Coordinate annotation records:
◇ ◇ ◇ ◇ ◇ ◇ ◇

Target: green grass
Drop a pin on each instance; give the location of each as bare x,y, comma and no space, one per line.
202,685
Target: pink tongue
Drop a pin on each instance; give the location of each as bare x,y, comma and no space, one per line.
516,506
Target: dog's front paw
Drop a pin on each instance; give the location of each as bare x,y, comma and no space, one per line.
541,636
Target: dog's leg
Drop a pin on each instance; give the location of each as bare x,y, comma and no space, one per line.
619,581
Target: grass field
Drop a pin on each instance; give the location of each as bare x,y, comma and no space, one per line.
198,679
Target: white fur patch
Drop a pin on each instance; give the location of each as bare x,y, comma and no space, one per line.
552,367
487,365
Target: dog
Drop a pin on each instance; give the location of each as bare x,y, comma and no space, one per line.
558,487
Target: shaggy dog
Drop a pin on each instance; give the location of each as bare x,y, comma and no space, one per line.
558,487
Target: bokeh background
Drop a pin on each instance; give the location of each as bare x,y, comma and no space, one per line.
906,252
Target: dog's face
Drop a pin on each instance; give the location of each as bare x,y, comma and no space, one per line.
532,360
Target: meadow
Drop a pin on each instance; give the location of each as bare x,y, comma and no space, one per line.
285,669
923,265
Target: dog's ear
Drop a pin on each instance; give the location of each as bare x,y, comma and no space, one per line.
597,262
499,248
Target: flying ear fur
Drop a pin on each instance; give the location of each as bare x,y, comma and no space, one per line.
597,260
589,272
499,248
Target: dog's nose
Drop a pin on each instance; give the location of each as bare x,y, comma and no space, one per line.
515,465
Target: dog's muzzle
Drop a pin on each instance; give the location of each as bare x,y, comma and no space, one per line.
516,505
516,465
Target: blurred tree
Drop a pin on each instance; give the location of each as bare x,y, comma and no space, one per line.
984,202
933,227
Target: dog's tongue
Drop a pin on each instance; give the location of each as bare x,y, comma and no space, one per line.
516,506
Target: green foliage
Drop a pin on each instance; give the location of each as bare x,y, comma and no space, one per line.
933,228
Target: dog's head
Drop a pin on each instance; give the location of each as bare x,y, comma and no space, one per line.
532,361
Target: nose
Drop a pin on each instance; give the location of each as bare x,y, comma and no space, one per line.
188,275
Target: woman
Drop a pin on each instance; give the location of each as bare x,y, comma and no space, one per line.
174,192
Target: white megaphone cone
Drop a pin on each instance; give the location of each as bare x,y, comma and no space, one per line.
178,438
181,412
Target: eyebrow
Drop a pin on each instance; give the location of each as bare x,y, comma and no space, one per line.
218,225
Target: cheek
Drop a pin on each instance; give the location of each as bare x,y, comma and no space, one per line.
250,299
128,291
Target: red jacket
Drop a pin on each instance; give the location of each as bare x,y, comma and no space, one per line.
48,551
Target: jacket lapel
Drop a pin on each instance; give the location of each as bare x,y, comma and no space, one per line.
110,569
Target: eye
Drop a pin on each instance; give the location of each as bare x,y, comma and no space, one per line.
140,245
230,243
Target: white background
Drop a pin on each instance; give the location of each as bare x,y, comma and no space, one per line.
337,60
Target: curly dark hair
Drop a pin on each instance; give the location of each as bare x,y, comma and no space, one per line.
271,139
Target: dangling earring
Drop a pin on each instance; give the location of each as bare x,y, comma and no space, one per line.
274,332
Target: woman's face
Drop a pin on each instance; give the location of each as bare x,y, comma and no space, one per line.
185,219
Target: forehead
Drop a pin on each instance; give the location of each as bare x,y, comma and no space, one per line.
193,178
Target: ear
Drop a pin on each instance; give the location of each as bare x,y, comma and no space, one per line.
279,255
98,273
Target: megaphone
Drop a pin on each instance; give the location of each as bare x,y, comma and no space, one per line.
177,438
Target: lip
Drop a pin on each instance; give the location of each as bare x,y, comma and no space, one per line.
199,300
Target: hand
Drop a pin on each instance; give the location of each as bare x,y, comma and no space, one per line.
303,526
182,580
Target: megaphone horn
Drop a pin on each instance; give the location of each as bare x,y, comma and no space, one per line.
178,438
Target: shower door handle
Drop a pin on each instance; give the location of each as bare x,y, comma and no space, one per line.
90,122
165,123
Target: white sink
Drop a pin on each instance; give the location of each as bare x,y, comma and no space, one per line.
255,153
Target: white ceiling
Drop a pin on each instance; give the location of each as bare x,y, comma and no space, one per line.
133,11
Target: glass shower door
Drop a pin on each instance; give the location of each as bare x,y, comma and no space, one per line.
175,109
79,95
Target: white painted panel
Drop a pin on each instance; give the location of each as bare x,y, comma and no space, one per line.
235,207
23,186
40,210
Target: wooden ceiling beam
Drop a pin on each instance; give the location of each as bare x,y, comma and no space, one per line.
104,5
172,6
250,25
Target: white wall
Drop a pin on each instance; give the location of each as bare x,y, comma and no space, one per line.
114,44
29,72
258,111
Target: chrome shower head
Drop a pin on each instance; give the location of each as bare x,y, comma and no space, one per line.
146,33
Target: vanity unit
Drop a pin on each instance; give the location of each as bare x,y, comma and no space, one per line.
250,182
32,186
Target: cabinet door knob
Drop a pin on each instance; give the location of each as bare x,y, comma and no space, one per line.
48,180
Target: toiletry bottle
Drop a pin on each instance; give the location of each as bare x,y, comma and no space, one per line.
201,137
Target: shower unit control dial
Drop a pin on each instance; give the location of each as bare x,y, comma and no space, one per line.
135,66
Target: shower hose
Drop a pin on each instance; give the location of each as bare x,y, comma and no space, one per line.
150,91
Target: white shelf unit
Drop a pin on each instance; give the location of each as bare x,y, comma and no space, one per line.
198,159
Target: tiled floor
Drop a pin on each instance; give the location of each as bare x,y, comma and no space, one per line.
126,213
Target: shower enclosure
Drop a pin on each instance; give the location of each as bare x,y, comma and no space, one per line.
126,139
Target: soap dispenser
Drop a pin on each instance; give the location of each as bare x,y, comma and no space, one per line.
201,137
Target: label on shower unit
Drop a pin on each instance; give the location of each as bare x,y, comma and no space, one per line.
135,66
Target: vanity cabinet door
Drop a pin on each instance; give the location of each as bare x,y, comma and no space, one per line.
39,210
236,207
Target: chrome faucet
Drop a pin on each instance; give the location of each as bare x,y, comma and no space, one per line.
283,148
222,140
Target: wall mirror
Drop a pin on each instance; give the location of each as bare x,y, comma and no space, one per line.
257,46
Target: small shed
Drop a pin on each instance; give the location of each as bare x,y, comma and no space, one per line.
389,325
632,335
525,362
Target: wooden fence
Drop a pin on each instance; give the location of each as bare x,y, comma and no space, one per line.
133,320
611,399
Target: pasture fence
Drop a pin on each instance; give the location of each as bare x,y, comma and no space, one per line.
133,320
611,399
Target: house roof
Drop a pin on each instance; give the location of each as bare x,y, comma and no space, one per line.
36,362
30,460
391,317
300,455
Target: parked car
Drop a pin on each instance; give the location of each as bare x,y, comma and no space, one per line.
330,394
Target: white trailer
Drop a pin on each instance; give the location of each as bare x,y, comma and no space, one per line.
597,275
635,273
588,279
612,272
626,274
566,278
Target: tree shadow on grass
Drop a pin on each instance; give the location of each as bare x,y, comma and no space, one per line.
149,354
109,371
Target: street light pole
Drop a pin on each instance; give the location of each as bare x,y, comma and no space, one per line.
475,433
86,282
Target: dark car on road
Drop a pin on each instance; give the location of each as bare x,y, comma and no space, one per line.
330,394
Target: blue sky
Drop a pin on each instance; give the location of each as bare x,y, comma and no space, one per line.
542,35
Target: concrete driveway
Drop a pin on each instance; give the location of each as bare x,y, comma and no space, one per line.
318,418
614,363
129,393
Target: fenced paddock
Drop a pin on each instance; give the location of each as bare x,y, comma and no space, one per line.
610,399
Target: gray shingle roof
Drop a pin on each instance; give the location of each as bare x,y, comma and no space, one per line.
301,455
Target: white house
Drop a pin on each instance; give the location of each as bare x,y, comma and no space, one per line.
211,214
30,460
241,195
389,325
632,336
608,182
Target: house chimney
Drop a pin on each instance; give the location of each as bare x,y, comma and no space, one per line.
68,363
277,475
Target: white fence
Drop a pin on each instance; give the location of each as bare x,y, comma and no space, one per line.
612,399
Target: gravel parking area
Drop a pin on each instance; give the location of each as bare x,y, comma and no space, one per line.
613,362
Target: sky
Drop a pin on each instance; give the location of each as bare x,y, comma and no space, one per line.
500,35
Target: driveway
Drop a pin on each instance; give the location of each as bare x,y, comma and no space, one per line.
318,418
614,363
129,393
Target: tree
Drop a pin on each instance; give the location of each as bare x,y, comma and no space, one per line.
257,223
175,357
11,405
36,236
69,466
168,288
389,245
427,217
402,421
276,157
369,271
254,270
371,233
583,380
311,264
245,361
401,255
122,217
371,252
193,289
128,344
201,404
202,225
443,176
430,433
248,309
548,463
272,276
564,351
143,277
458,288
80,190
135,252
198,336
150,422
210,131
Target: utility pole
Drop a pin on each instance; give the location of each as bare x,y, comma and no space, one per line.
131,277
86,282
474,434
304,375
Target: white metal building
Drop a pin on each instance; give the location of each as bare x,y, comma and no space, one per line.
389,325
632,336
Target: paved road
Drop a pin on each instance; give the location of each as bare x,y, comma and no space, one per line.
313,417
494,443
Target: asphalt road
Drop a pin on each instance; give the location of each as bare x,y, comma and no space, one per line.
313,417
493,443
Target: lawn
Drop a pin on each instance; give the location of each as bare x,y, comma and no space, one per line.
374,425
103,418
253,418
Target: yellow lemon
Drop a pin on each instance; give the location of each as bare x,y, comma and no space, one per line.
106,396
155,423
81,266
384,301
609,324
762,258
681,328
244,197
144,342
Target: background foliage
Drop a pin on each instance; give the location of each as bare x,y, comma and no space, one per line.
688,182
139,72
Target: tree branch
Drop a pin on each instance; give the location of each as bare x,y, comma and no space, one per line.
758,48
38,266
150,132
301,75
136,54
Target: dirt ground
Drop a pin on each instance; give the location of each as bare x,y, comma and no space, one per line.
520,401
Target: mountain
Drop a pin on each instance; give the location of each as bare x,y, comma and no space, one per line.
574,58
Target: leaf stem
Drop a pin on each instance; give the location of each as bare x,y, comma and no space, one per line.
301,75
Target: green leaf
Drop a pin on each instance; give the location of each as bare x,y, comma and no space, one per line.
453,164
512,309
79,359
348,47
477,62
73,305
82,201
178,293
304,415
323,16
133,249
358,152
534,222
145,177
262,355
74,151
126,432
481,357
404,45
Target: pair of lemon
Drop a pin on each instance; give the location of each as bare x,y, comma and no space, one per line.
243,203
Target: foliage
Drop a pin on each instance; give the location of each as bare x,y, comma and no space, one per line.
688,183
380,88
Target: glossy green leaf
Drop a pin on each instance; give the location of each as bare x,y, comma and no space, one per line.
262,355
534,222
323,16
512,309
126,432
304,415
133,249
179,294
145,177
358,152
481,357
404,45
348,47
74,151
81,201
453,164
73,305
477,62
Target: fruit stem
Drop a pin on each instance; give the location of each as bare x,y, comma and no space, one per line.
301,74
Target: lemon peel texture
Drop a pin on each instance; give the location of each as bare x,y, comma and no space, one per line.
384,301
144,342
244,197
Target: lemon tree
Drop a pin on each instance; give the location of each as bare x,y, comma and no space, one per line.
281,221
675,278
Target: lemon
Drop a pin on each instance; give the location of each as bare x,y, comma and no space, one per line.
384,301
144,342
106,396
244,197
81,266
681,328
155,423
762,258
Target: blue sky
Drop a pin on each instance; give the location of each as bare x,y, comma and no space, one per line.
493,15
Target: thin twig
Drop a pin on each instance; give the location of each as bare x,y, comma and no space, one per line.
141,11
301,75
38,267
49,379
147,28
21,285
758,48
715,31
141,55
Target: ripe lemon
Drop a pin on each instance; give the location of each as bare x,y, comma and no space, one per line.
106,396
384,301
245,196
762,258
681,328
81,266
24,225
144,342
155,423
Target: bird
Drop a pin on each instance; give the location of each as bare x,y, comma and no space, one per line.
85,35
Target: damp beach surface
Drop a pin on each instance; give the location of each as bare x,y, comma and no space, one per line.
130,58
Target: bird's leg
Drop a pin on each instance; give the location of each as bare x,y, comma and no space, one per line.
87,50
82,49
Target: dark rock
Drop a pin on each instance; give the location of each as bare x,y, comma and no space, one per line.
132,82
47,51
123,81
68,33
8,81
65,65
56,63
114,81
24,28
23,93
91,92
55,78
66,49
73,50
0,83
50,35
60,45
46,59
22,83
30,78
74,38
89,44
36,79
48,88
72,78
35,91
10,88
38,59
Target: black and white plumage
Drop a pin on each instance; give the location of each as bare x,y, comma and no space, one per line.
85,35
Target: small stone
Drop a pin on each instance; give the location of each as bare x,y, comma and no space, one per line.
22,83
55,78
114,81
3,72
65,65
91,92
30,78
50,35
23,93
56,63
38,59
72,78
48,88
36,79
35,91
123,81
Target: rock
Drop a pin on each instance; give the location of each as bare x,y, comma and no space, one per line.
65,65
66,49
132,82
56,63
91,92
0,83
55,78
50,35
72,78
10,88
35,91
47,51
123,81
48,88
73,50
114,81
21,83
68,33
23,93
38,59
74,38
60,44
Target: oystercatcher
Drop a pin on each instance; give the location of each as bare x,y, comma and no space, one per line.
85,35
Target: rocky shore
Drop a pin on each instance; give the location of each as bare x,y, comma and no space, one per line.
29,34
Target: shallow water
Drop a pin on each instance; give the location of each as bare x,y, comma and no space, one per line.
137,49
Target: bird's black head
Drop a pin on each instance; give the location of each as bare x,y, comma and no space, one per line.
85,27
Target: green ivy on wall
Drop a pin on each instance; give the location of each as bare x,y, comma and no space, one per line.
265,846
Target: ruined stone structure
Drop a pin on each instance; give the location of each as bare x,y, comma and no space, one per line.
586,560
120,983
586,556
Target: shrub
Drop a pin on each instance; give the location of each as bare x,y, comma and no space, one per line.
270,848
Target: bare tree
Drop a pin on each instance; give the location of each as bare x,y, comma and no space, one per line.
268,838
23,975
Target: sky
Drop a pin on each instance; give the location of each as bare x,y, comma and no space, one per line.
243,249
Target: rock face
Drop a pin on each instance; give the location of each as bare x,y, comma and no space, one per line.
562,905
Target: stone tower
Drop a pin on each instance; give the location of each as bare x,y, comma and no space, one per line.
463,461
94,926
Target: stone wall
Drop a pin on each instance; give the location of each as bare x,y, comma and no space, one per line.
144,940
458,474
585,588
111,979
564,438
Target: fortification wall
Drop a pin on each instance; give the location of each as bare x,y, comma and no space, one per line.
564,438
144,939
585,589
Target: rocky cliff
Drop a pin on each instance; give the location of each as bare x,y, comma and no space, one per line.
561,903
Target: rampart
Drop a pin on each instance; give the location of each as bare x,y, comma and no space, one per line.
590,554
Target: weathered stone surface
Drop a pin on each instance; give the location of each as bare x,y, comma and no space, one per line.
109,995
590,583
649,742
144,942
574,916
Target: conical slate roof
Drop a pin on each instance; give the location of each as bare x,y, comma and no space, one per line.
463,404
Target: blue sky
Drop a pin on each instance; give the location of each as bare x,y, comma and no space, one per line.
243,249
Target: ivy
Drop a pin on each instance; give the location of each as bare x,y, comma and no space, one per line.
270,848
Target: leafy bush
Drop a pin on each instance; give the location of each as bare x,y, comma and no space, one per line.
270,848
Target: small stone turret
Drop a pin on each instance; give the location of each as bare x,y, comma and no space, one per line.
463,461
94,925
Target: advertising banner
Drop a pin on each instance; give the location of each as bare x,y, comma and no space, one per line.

◇ ◇ ◇ ◇ ◇ ◇ ◇

• [Aim] Repeat exactly the lines starting at the line with "Target: rocky cliff" and ending with the final line of the entries. Include nothing else.

• [Written answer]
Target: rocky cliff
Drop a pin on each instance; give the location of each as bare x,y, comma and no space, one per line.
561,903
Target: rampart
Drop a pin on each instance; give the location of each as bare x,y, comma and no space, one per line.
590,554
Target: weathered stone surface
Drop a pin on each instance; give the location of each as bare x,y, comma and no space, one per line.
109,995
590,583
649,742
144,942
574,916
Target: conical slate roof
Drop a pin on each instance; give the location of each as bare x,y, comma and no space, one per line.
463,404
Target: blue sky
Drop a pin on each instance; give the location of each as bare x,y, comma and no space, one per line.
243,249
Target: ivy
Drop a pin on each instance; give the location of each as bare x,y, comma and no space, one per line.
270,848
Target: leafy bush
Drop a pin on each instance; give the location of each as bare x,y, comma and no space, one per line.
270,848
Target: small stone turret
Drop a pin on each instance; give the location of each as bare x,y, comma and no space, one per line.
463,461
94,925
Target: advertising banner
Drop a pin on each instance; give the location of each as bare x,y, comma and no space, one per line.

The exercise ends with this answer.